WRITTEN EXERCISE 1: Copy every one of the rows that follow the code excerpt below exactly, omitting the pictures.

TEXT SECTION:
Here is one sheet of my code:
#include "GameMechanics.h"
GameMechanics::GameMechanics(Elements * elements):elements(elements)
{
this->refreshTime = 1000000; //ms
this->clock.restart();
}
GameMechanics::~GameMechanics()
{
}
bool GameMechanics::isRunning()
{
return this->running;
}
void GameMechanics::setRunning(bool running)
{
this->running = running;
}
void GameMechanics::loop()
{
unsigned passedTime = clock.getElapsedTime().asMicroseconds(); //check passed time since the clock got restarted
this->timeHeap += passedTime; //add passed time to the timeheap
this->clock.restart();
//only refresh every "refreshTime" seconds
if (timeHeap >= this->refreshTime) {
std::cout << "Calculated new generation!" << std::endl;
this->timeHeap -= this->refreshTime;
this->calculateNextGeneration();
}
}
void GameMechanics::calculateNextGeneration()

WRITTEN EXERCISE 2: In the code excerpt, what message does the loop function print when timeHeap reaches refreshTime?

RECORDS FOR THIS TASK:
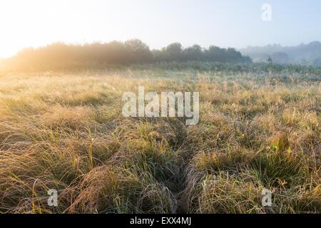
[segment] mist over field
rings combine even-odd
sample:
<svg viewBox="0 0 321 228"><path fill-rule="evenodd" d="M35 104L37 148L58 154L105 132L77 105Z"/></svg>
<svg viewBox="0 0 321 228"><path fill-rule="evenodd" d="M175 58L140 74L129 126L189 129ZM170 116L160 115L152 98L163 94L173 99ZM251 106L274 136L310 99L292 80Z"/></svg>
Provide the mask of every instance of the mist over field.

REPLY 1:
[segment] mist over field
rings combine even-odd
sample:
<svg viewBox="0 0 321 228"><path fill-rule="evenodd" d="M35 104L37 148L58 154L105 132L77 105Z"/></svg>
<svg viewBox="0 0 321 228"><path fill-rule="evenodd" d="M175 58L140 74L129 126L189 129ZM170 116L160 115L152 98L163 94L173 99ZM251 106L274 136L310 99L292 80Z"/></svg>
Provide the mask of every instance of the mist over field.

REPLY 2: It prints "Calculated new generation!"